■ **WHAT IS REQUIRED**
Copy every line of the listing below word for word, leaving out the pictures.

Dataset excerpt
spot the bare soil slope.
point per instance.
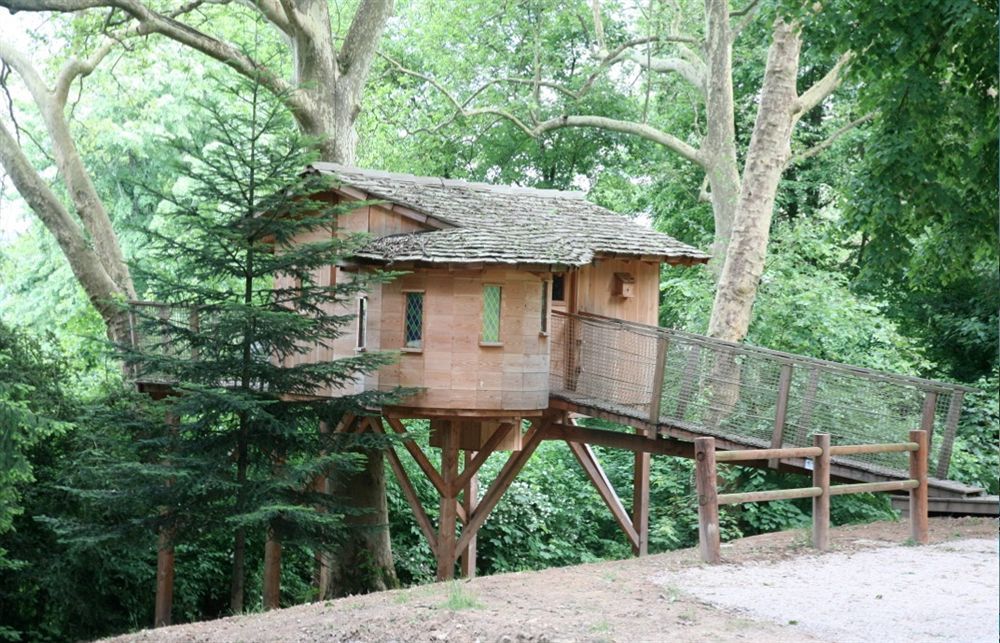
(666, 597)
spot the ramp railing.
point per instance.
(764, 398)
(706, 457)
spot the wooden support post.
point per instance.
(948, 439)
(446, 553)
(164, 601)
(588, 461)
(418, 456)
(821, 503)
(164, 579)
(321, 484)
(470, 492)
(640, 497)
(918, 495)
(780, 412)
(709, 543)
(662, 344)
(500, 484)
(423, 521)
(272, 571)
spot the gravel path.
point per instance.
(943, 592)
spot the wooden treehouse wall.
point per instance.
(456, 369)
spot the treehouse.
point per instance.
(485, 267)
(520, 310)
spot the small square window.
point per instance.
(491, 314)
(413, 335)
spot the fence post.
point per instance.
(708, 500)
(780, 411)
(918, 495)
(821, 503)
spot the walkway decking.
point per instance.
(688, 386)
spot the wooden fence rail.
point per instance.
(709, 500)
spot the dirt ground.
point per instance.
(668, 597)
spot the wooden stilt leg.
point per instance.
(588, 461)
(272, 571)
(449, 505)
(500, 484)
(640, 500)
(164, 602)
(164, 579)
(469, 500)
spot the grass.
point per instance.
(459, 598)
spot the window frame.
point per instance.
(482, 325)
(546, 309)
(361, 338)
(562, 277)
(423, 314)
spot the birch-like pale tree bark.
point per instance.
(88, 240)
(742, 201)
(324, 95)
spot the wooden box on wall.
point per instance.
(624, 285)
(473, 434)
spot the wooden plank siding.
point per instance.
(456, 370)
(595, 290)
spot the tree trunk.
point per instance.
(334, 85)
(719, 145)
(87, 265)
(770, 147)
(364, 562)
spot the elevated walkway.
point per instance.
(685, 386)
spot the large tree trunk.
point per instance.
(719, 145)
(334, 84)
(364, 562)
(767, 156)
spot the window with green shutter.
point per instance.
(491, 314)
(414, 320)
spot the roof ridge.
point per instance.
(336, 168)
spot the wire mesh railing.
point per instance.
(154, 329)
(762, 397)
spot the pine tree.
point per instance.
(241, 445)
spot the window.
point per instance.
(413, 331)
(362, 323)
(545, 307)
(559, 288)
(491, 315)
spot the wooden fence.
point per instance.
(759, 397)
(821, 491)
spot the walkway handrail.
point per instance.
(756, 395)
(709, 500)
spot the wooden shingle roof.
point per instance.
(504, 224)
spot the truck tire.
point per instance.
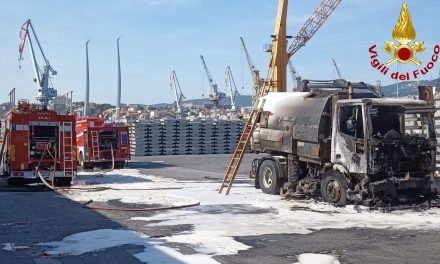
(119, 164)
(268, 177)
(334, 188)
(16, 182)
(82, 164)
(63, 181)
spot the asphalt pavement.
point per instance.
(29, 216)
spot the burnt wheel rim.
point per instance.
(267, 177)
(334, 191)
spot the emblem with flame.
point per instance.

■ **THE ANSWER**
spot the bare soil slope.
point per instance.
(666, 597)
spot the ramp railing.
point per instance.
(764, 398)
(706, 457)
spot the wooden support post.
point per instance.
(948, 439)
(446, 553)
(164, 601)
(588, 461)
(418, 456)
(821, 503)
(164, 579)
(321, 484)
(470, 492)
(640, 497)
(918, 495)
(780, 412)
(709, 543)
(662, 344)
(500, 484)
(423, 521)
(272, 571)
spot the gravel path.
point per instance.
(943, 592)
spot the wooden treehouse wall.
point per instance.
(456, 369)
spot the treehouse.
point per instance.
(485, 267)
(520, 310)
spot the small square window.
point per instance.
(491, 314)
(413, 335)
spot the fence post.
point per instance.
(708, 500)
(780, 411)
(918, 495)
(821, 503)
spot the walkway decking.
point per instance.
(688, 386)
spot the wooden fence rail.
point per instance.
(709, 500)
spot the dirt ground.
point per instance.
(668, 597)
spot the wooden stilt leg.
point per instance.
(588, 461)
(272, 571)
(449, 505)
(500, 484)
(640, 500)
(164, 602)
(164, 579)
(469, 500)
spot the grass.
point per instance.
(459, 598)
spot the window frame.
point per instance.
(482, 325)
(546, 309)
(361, 338)
(562, 277)
(423, 314)
spot the birch-like pale tree bark.
point per instance.
(88, 240)
(742, 201)
(324, 95)
spot the wooden box on wall.
point per instance.
(624, 285)
(473, 434)
spot the wooden plank siding.
point per instance.
(456, 370)
(595, 290)
spot the tree trunk.
point per instance.
(334, 85)
(719, 145)
(87, 265)
(770, 147)
(364, 562)
spot the elevated walkway.
point per instance.
(685, 386)
spot the large tree trunk.
point per instance.
(719, 145)
(334, 84)
(364, 562)
(767, 156)
spot the window with green shutter.
point per instance.
(491, 314)
(414, 320)
spot the roof ridge.
point per instance.
(336, 168)
spot the wire mesh railing.
point per instance.
(154, 329)
(762, 397)
spot the pine tree.
point per instance.
(241, 445)
spot the window.
point per instance.
(413, 331)
(362, 323)
(545, 307)
(559, 288)
(491, 315)
spot the wooden fence.
point per instance.
(759, 397)
(821, 491)
spot the walkway handrail.
point per instance.
(756, 395)
(709, 500)
spot the wooden shingle roof.
point per instance.
(504, 224)
spot the truck tire.
point per instance.
(119, 164)
(268, 177)
(334, 188)
(16, 182)
(82, 164)
(63, 181)
spot the asphalt pavement.
point per instance.
(29, 216)
spot the burnt wheel rim.
point per instance.
(267, 177)
(334, 191)
spot the emblem with flame.
point per instance.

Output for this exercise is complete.